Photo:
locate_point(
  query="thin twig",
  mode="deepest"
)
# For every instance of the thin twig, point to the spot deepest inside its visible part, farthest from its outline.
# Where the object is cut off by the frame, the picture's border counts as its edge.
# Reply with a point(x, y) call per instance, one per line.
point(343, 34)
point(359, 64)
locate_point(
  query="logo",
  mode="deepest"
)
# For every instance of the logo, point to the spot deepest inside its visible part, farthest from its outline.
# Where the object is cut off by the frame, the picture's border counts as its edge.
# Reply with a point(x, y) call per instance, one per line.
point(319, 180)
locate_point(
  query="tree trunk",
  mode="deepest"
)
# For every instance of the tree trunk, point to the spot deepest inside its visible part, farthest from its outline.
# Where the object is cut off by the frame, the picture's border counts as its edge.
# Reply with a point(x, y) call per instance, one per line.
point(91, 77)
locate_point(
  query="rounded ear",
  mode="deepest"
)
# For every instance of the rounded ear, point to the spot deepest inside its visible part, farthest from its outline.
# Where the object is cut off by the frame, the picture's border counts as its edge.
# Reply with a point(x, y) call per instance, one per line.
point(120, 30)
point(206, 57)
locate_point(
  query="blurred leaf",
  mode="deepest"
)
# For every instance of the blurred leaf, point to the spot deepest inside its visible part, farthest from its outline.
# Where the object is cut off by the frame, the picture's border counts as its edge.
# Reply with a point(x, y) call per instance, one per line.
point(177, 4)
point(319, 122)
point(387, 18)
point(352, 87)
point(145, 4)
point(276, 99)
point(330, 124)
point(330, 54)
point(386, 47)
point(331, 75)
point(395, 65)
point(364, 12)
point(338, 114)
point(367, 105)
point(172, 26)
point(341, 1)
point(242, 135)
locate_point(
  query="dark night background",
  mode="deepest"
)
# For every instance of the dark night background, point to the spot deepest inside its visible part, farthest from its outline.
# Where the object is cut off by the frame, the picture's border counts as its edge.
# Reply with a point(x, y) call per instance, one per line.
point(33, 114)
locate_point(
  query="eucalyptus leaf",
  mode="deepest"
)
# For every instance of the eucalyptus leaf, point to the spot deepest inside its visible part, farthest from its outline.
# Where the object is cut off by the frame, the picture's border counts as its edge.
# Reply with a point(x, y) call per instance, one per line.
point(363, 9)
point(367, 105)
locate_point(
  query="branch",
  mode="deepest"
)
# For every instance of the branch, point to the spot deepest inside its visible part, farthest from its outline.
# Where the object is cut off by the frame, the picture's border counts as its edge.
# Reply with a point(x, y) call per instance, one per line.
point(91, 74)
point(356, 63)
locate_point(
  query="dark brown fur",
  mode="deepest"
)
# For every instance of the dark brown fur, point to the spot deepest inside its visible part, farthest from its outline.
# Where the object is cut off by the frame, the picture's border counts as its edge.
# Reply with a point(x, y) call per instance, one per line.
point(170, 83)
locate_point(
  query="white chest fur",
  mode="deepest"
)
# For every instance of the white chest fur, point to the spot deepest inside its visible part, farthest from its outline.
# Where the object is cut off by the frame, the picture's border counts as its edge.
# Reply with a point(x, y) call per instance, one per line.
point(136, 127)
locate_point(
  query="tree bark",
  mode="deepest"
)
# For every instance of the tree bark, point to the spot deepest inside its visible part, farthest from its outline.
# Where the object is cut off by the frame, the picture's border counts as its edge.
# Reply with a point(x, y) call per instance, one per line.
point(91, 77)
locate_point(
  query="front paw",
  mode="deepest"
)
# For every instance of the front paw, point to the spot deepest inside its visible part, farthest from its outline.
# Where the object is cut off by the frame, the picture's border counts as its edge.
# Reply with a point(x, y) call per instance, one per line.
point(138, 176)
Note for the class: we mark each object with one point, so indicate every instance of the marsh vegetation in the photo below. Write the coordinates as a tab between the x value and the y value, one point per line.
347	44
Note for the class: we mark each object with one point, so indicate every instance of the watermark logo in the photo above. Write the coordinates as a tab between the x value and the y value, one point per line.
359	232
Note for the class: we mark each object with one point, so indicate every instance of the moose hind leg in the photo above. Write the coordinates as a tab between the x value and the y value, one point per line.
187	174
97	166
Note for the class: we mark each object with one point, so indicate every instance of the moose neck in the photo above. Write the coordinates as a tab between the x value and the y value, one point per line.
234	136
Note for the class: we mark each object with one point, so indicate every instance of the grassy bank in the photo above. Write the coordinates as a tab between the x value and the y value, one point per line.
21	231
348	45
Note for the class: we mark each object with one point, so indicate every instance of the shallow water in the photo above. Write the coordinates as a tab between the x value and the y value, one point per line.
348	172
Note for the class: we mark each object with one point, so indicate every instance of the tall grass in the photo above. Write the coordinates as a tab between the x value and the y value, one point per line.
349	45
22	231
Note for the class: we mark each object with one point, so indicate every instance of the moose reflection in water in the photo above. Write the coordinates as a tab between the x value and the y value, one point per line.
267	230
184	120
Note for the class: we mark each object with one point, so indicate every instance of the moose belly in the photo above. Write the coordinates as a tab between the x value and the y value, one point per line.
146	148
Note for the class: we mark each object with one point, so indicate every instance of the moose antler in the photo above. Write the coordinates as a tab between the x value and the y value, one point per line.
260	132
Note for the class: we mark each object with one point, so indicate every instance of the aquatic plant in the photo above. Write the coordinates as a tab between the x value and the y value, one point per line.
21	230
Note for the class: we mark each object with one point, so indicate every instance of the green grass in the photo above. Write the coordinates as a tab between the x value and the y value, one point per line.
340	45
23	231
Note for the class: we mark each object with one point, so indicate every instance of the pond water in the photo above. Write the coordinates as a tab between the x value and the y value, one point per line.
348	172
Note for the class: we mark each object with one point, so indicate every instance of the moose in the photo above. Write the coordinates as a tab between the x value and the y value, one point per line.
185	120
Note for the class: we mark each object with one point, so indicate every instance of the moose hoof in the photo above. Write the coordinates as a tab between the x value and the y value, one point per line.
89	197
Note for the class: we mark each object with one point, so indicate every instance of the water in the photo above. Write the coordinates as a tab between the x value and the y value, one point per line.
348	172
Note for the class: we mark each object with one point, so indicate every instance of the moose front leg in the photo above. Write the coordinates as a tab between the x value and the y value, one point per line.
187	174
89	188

────────────────────

### Work to be completed
Exactly as given, repeat every record above.

### Your solution
Photo:
locate_point(
  query="thin twig",
  mode="deepest"
)
# For every instance of the thin twig, point to the spot deepest inside its visible part, farthest from its outline.
# Where the object is cut off by the frame, the picture's border counts as its edge.
# Reply with a point(x, y) call per instance, one per line.
point(343, 34)
point(359, 64)
locate_point(
  query="logo",
  mode="deepest"
)
# For every instance of the logo, point to the spot deepest inside its visible part, farthest from its outline.
# Where the object is cut off by the frame, the picture's border counts as its edge.
# Reply with a point(x, y) call per instance, one per line.
point(319, 180)
locate_point(
  query="tree trunk",
  mode="deepest"
)
# For every instance of the tree trunk, point to the spot deepest inside its visible part, farthest from its outline.
# Where the object is cut off by the frame, the picture's border counts as its edge.
# Reply with a point(x, y) call per instance, one per line.
point(91, 77)
locate_point(
  query="rounded ear",
  mode="deepest"
)
# For every instance of the rounded ear, point to the spot deepest inside its visible part, farthest from its outline.
# Where the object is cut off by the frame, the picture's border counts as its edge.
# Reply with a point(x, y) call per instance, one per line.
point(120, 30)
point(206, 57)
locate_point(
  query="blurred leaf",
  mode="deepest"
)
# For every instance of the blurred leaf, point to the spot deepest inside its visible part, farthest from its outline.
# Where the object is cut off by the frame, the picture's border counts as its edge.
# Reply with a point(x, y) call per instance, one per line.
point(177, 4)
point(319, 122)
point(387, 18)
point(352, 87)
point(145, 4)
point(276, 99)
point(330, 124)
point(330, 54)
point(386, 47)
point(331, 75)
point(395, 65)
point(364, 12)
point(338, 114)
point(367, 105)
point(172, 26)
point(341, 1)
point(242, 135)
locate_point(
  query="dark night background",
  mode="deepest"
)
# For every instance of the dark night background, point to the spot deepest inside its visible part, farthest from its outline.
# Where the object is cut off by the frame, the picture's border counts as its edge.
# Reply with a point(x, y) call per instance, one per line.
point(33, 114)
locate_point(
  query="eucalyptus leaf",
  mode="deepest"
)
# For every instance of the eucalyptus leaf, point to the spot deepest inside its visible part, farthest from its outline.
# Where the object is cut off by the frame, the picture's border counts as its edge.
# Reply with a point(x, y) call per instance, one per line.
point(363, 9)
point(367, 105)
locate_point(
  query="branch",
  mode="deepest"
)
# For every instance of the branch, point to the spot deepest inside its visible part, farthest from its outline.
# Where the object is cut off by the frame, the picture's border counts as its edge.
# Reply with a point(x, y) call per instance, one per line.
point(91, 74)
point(356, 63)
locate_point(
  query="dark brown fur",
  mode="deepest"
)
# For every instance of the dark brown fur, point to the spot deepest inside its visible part, farthest from its outline.
# Where the object is cut off by the frame, the picture's border counts as its edge.
# Reply with a point(x, y) call per instance, one per line.
point(170, 83)
locate_point(
  query="white chest fur",
  mode="deepest"
)
# For every instance of the white chest fur, point to the spot deepest inside its visible part, farthest from its outline.
# Where the object is cut off by the frame, the picture's border counts as its edge.
# Reply with a point(x, y) call per instance, one per line.
point(136, 127)
locate_point(
  query="tree bark",
  mode="deepest"
)
# For every instance of the tree bark, point to the spot deepest inside its visible part, farthest from its outline.
# Where the object is cut off by the frame, the picture's border counts as its edge.
# Reply with a point(x, y) call per instance, one per line.
point(91, 77)
locate_point(
  query="front paw",
  mode="deepest"
)
# For every instance of the front paw, point to the spot deepest inside its visible part, farthest from its outline.
# Where the object is cut off by the frame, the picture's border counts as its edge.
# Reply with a point(x, y) call per instance, one per line.
point(138, 176)
Note for the class: we mark each object with one point, so indicate every instance of the marsh vegetation in the photo below. Write the coordinates as a tab between the x value and the y value, one point per line.
347	44
Note for the class: we mark each object with one point, so indicate every instance of the watermark logo in the photo above. Write the coordinates as a tab between the x value and the y value, one point per line.
359	232
Note for the class: we mark each object with one point, so indicate every instance of the moose hind leg in the photo above. Write the coordinates as a tab between the x value and the y value, one point per line.
187	174
97	166
Note for the class: we mark each object with one point, so indicate every instance of the moose neck in the photo above. Write the coordinates as a tab between the x value and the y value, one point per line.
234	136
Note for the class: we mark each object with one point, so indicate every instance of the grassy bank in the photo above. Write the coordinates as a tab between the x value and the y value, one point per line.
21	231
348	45
Note for the class: we mark each object with one point, so indicate every instance of the shallow water in the photo above. Write the coordinates as a tab between the x value and the y value, one point per line.
348	172
Note for the class: we mark each object with one point, so indicate every instance of the tall grass in the photo above. Write the coordinates as a tab between the x value and the y value, one point per line.
349	45
22	231
Note for the class: we mark each object with one point, so indicate every instance of the moose reflection in water in the photo above. Write the coordinates as a tab between the x value and the y value, one point per line.
267	230
184	120
Note for the class: we mark each object with one point, so indicate every instance of the moose belly in the photo above. Write the coordinates as a tab between the x value and the y value, one point per line.
146	148
Note for the class: we mark each object with one point, so indicate every instance of the moose antler in the photo above. Write the coordinates as a tab between the x value and the y value, one point per line.
260	132
Note for the class: we mark each object with one point, so indicate every instance of the aquatic plant in the photo above. Write the coordinates as a tab between the x value and the y value, one point per line.
21	230
Note for the class: we mark each object with one point, so indicate every instance of the green grass in the photo above. Write the coordinates as a tab between the x value and the y value, one point per line.
340	45
23	231
Note for the class: we mark each object with one point, so indicate every instance of the pond water in the photo above. Write the coordinates as a tab between the x value and the y value, one point per line.
348	172
Note for the class: we mark each object with one point, so indicate every instance of the moose in the photo above. Write the coordinates as a tab between the x value and the y value, one point per line.
185	120
Note for the class: we mark each object with one point, so indicate every instance of the moose hoof in the photo above. Write the coordinates as a tab between the x value and the y value, one point per line.
89	197
Note for the class: we mark each object with one point, so indicate every instance of the water in the photo above. Write the coordinates as a tab between the x value and the y value, one point per line.
348	172
Note for the class: we mark each object with one point, so indicate every instance of the moose front leg in the photo above. Write the coordinates as a tab between the x value and the y value, one point per line.
187	174
89	188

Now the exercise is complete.